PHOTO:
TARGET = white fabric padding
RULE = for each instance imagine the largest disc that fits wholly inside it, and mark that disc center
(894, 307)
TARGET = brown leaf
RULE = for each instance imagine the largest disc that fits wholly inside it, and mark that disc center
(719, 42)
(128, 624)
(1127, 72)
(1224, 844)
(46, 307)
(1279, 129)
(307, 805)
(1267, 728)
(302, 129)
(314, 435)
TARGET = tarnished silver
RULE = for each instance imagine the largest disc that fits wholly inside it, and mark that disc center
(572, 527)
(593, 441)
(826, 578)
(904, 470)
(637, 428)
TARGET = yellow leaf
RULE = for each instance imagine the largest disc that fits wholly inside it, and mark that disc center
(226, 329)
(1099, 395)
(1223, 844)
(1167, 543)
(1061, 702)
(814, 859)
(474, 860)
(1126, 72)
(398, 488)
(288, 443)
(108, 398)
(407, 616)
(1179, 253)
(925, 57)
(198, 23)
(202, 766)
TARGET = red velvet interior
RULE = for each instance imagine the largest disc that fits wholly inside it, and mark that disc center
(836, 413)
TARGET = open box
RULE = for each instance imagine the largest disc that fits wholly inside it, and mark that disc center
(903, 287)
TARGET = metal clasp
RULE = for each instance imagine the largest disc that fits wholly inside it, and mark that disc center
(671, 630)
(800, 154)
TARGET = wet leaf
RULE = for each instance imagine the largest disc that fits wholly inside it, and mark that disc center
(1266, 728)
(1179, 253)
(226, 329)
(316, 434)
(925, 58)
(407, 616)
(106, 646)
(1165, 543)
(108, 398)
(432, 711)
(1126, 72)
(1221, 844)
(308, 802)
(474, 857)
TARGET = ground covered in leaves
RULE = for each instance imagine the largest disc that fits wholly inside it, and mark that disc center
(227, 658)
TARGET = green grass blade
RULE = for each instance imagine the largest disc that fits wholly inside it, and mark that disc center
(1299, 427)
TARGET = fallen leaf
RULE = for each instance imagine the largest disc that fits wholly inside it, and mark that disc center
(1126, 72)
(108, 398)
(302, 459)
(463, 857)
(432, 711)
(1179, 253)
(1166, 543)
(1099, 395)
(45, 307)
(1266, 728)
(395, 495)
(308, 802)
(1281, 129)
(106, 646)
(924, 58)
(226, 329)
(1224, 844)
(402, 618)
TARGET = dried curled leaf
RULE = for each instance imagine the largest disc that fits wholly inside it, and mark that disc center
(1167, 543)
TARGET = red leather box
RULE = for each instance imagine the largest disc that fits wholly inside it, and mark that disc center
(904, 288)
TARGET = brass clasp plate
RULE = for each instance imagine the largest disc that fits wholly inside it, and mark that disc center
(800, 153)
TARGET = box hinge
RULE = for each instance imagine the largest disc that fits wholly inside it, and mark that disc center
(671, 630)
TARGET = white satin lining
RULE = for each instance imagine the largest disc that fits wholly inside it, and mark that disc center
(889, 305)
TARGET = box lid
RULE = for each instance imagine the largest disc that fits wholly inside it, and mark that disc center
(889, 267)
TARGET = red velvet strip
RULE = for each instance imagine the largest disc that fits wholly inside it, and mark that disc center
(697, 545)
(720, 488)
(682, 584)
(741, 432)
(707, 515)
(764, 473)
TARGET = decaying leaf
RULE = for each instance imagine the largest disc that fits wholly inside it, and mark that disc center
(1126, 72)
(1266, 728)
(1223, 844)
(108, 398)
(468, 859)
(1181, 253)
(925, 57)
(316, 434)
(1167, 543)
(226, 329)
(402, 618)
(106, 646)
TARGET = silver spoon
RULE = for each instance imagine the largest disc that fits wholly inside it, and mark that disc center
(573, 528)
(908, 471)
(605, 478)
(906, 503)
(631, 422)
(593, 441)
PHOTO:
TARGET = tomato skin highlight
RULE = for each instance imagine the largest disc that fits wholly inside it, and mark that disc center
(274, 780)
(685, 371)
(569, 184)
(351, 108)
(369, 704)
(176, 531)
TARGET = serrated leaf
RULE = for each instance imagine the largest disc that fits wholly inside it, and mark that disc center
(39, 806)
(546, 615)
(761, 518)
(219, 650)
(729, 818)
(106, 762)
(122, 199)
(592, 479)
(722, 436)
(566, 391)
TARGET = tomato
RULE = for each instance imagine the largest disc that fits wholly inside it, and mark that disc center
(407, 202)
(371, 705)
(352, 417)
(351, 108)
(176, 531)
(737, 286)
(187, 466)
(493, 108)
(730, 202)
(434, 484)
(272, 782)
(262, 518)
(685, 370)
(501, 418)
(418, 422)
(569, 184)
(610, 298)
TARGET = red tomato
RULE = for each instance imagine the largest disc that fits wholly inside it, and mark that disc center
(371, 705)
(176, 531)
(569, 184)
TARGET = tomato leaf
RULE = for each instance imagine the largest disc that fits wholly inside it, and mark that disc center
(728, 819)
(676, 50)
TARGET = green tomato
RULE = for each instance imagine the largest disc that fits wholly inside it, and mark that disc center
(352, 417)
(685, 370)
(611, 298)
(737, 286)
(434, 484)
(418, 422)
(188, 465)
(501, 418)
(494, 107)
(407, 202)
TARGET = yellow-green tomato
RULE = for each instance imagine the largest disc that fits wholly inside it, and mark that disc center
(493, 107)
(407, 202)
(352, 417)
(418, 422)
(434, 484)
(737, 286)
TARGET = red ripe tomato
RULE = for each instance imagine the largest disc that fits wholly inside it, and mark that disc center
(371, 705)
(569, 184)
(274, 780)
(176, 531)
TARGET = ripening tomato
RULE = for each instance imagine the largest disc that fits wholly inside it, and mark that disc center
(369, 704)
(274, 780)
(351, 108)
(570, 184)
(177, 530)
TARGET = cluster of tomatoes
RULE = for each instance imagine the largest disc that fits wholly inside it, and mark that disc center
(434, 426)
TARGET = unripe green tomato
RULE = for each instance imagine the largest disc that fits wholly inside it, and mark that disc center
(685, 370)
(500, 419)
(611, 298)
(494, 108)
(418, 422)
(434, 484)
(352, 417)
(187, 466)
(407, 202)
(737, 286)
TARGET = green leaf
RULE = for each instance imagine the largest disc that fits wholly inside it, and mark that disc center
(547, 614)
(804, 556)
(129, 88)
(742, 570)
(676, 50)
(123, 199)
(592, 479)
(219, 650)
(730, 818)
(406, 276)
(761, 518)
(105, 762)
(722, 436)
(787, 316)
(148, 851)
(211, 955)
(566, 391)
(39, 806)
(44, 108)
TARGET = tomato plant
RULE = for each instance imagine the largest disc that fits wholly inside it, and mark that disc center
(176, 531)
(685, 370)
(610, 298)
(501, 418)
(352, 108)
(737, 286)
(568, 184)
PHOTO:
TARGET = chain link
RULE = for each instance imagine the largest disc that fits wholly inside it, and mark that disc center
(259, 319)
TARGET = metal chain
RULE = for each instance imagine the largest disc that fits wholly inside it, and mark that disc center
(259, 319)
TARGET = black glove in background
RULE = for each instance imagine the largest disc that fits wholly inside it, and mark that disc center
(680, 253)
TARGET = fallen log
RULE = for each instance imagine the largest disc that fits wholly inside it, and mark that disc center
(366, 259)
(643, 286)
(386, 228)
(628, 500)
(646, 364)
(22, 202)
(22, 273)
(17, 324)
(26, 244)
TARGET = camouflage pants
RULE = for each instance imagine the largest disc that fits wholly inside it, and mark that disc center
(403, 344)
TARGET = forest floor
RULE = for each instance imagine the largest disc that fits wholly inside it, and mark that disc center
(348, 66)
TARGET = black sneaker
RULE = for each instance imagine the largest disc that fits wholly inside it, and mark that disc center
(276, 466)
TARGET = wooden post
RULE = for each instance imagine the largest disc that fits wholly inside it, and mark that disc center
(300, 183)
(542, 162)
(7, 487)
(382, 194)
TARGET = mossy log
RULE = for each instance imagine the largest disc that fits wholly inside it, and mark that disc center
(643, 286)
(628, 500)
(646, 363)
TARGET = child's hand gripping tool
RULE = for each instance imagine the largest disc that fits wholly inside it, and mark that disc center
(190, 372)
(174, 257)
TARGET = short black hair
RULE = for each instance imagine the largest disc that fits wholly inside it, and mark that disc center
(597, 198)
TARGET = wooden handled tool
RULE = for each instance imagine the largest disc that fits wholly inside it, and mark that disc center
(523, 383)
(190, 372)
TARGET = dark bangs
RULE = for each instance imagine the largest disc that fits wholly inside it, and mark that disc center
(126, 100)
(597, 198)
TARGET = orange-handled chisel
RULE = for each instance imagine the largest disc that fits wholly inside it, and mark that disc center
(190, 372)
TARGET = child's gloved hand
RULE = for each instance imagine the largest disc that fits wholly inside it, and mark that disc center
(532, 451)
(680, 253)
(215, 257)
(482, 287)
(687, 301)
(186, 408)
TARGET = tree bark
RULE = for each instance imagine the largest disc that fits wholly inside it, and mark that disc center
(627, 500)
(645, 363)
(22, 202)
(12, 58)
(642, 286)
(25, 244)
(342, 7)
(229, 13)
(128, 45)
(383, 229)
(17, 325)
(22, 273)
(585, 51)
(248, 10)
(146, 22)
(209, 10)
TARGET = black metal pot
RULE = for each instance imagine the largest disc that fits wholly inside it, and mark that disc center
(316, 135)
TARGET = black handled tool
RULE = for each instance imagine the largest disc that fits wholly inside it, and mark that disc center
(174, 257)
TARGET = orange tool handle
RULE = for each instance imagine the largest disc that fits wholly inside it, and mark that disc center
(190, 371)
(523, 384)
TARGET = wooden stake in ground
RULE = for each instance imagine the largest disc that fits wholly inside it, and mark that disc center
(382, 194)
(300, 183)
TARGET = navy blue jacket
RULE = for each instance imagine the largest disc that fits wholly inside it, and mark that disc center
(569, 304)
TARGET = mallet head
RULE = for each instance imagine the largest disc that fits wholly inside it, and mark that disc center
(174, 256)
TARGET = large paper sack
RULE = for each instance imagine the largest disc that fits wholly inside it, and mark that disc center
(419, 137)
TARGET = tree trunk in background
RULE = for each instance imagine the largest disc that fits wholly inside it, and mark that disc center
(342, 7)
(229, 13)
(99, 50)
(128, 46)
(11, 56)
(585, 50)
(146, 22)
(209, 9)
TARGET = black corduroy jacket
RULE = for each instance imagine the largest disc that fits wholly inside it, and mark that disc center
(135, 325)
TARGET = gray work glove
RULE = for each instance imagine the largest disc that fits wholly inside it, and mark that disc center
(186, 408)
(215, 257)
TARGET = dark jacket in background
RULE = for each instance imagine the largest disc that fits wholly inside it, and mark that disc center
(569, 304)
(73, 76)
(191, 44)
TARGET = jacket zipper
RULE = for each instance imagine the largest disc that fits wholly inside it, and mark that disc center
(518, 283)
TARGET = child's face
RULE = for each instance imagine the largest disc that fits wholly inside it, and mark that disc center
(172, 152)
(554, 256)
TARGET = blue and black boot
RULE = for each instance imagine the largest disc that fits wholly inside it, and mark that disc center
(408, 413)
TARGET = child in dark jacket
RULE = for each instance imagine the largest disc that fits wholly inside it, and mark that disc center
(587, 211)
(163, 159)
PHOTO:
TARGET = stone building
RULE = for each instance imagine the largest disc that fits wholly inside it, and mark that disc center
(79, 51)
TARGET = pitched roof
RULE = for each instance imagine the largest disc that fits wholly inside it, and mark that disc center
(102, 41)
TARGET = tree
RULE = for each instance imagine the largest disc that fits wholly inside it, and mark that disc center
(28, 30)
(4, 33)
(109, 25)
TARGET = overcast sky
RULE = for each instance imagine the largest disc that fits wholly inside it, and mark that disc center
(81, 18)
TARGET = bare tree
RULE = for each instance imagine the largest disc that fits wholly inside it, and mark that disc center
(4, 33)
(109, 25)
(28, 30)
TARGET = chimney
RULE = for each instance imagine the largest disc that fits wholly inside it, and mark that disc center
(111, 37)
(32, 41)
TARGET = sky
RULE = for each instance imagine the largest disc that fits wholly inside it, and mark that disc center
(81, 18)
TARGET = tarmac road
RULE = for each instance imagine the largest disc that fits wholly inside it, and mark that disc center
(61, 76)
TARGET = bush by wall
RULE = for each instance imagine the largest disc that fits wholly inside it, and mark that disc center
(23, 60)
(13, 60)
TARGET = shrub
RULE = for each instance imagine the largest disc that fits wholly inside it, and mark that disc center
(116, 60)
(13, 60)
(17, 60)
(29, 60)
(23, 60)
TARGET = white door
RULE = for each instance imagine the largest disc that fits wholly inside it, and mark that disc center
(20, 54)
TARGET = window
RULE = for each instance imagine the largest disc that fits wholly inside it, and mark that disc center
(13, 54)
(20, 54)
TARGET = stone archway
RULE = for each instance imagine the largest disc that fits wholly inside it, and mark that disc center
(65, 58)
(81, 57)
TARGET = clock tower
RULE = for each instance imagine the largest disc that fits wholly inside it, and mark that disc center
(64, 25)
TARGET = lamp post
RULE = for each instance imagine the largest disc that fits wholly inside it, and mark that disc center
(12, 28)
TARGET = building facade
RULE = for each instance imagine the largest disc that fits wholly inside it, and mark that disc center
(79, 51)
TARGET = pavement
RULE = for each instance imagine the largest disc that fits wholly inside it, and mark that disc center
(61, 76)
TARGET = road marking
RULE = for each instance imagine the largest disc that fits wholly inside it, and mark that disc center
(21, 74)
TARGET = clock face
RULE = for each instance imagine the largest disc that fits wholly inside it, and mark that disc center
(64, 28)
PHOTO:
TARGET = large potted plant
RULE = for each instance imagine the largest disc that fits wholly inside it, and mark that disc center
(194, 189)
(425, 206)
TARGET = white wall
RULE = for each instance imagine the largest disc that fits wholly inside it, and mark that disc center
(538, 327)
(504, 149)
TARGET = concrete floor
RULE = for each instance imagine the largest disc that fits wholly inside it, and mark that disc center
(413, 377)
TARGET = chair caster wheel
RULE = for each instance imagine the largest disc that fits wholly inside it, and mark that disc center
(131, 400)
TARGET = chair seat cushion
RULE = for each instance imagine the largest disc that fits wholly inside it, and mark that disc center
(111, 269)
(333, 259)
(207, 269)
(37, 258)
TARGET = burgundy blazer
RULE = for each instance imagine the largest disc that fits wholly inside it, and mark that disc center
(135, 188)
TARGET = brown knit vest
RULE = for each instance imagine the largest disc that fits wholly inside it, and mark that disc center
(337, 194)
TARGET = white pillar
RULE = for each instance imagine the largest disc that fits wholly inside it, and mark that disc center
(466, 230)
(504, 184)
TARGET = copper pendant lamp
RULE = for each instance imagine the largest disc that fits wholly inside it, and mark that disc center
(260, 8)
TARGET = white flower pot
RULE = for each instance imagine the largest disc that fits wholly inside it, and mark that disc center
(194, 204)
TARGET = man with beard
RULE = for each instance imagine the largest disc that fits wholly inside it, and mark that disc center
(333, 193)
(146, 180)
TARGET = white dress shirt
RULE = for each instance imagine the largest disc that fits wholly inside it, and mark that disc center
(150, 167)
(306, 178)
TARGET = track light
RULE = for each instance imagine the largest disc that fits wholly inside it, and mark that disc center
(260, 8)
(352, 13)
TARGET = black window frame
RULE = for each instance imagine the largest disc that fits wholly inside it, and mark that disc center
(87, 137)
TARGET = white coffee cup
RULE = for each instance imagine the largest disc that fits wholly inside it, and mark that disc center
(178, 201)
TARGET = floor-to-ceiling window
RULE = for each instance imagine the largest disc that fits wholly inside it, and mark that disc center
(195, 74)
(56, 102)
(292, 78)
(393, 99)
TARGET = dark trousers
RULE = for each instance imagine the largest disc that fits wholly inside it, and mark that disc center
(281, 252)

WHAT IS BEING ASKED –
Output exactly the lines between the one containing "TARGET = white flower pot" and the final line above, both inclusive.

FINISHED EXERCISE –
TARGET = white flower pot
RULE = for each instance imagine the largest disc that fits wholly inside it, and mark that disc center
(194, 204)
TARGET = man with beard
RULE = for each instance imagine the largest disc that fits wholly inside it, and mark that disc center
(333, 193)
(146, 180)
TARGET = white dress shirt
RULE = for each instance imagine the largest disc that fits wholly inside it, and mark that disc center
(150, 167)
(306, 178)
TARGET = track light
RULE = for each instance imagine the largest disc that fits wholly inside it, and mark that disc center
(260, 8)
(352, 13)
TARGET = black window frame
RULE = for each instance imagine the largest disc that fits wholly inside it, and mark that disc center
(87, 137)
TARGET = white coffee cup
RULE = for each instance imagine the largest disc that fits wholly inside it, and mark that disc center
(178, 201)
TARGET = floor-to-ceiling window
RULE = for each instance imagine the largest disc that fits wholly inside it, and mark that disc center
(195, 74)
(56, 102)
(292, 78)
(393, 99)
TARGET = dark trousers
RULE = for each instance imagine the largest disc that fits wholly inside it, and mark that disc center
(281, 252)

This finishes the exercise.